**ACTION ITEM:**
Reproduce the text on equinus in patients word for word, in full.

**TEXT SHOWN:**
━━━━
Why is this the case? Is it because we do not think that equinus is really that big of a deal? If that is the case for you, pick up a journal and read up on equinus. Your patients will thank you later.
Is it because we think this group of patients function at a low level and the effect of equinus is minimal? This is absurd. Why do they develop so many pressure related pathologies? How hard is it to get them off their feet when they have an ulcer or acute Charcot deformity? This will clarify their actual level of activity.
Could it be that we are just lazy? Do we feel that debriding their nails and calluses, sticking them in diabetic shoes and orthoses, and educating them about their feet is enough? I am sorry but as the kids say nowadays, really?
I want to discuss a couple of critical articles, which you have hopefully run across somewhere along the line. If not, please read them. (Oh, by the way, I am convinced that the lazy thing is the problem.)
━━━━
**RECORDS:**

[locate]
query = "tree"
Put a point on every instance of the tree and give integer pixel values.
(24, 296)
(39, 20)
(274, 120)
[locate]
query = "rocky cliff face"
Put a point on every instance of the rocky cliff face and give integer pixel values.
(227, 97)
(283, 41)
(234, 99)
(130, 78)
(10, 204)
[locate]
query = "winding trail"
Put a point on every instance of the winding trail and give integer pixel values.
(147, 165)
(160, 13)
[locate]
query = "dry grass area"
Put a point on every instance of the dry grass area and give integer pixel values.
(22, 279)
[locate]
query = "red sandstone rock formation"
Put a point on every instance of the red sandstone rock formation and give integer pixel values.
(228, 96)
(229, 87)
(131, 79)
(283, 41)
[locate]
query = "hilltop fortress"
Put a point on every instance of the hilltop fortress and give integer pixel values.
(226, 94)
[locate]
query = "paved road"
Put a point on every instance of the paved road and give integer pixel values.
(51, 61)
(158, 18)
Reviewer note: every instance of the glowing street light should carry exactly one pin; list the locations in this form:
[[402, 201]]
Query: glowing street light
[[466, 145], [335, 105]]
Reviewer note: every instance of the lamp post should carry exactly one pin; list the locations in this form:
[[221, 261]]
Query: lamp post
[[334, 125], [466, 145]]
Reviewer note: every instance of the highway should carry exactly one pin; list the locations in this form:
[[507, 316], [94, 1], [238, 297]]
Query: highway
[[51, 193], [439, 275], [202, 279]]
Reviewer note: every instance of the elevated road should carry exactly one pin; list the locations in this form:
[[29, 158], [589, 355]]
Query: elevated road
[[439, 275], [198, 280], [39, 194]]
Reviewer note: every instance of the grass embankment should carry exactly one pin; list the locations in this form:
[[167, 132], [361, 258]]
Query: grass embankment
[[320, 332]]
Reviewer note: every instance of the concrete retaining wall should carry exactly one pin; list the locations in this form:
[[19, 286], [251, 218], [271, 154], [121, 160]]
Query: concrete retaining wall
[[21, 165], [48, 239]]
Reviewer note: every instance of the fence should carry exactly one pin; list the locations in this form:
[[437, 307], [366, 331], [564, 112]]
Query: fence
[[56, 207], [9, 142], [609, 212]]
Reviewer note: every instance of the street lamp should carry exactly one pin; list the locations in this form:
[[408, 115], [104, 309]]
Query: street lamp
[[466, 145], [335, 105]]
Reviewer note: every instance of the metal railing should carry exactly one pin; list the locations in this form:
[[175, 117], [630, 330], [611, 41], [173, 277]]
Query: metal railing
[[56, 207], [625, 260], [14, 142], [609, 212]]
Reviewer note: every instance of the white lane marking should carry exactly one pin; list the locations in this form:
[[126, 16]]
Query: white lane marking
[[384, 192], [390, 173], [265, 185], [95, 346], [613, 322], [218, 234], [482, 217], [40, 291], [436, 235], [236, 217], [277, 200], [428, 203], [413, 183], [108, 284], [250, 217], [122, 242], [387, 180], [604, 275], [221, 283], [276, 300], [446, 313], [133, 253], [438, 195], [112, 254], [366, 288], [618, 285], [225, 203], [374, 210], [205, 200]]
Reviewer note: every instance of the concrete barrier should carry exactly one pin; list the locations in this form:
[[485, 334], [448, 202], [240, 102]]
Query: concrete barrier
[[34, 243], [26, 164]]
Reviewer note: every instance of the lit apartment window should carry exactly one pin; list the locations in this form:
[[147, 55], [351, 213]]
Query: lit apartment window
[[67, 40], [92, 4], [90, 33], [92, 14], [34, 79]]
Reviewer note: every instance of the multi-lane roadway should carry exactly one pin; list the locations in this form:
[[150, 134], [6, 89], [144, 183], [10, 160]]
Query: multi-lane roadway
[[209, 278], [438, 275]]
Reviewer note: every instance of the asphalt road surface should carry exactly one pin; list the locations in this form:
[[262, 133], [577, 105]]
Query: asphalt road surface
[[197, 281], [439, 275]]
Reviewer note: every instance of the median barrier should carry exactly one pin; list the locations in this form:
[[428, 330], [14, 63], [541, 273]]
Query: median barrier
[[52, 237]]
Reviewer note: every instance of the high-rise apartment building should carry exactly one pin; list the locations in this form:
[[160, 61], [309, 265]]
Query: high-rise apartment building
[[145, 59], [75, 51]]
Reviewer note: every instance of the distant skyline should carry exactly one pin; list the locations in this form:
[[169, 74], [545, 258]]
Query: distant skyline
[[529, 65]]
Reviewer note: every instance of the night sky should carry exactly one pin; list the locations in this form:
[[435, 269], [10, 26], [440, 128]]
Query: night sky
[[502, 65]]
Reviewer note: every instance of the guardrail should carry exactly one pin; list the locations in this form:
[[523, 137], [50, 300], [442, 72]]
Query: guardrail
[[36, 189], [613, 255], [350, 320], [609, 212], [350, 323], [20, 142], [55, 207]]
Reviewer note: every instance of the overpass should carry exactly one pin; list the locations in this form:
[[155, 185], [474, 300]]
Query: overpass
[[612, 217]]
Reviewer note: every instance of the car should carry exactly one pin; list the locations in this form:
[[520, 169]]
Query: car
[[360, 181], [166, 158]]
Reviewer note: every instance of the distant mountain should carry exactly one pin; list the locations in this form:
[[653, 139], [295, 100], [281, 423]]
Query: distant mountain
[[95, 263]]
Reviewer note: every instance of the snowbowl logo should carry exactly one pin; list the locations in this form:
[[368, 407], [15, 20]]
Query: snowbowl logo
━━━━
**ANSWER SECTION:**
Why is this the case? Is it because we do not think that equinus is really that big of a deal? If that is the case for you, pick up a journal and read up on equinus. Your patients will thank you later.
Is it because we think this group of patients function at a low level and the effect of equinus is minimal? This is absurd. Why do they develop so many pressure related pathologies? How hard is it to get them off their feet when they have an ulcer or acute Charcot deformity? This will clarify their actual level of activity.
Could it be that we are just lazy? Do we feel that debriding their nails and calluses, sticking them in diabetic shoes and orthoses, and educating them about their feet is enough? I am sorry but as the kids say nowadays, really?
I want to discuss a couple of critical articles, which you have hopefully run across somewhere along the line. If not, please read them. (Oh, by the way, I am convinced that the lazy thing is the problem.)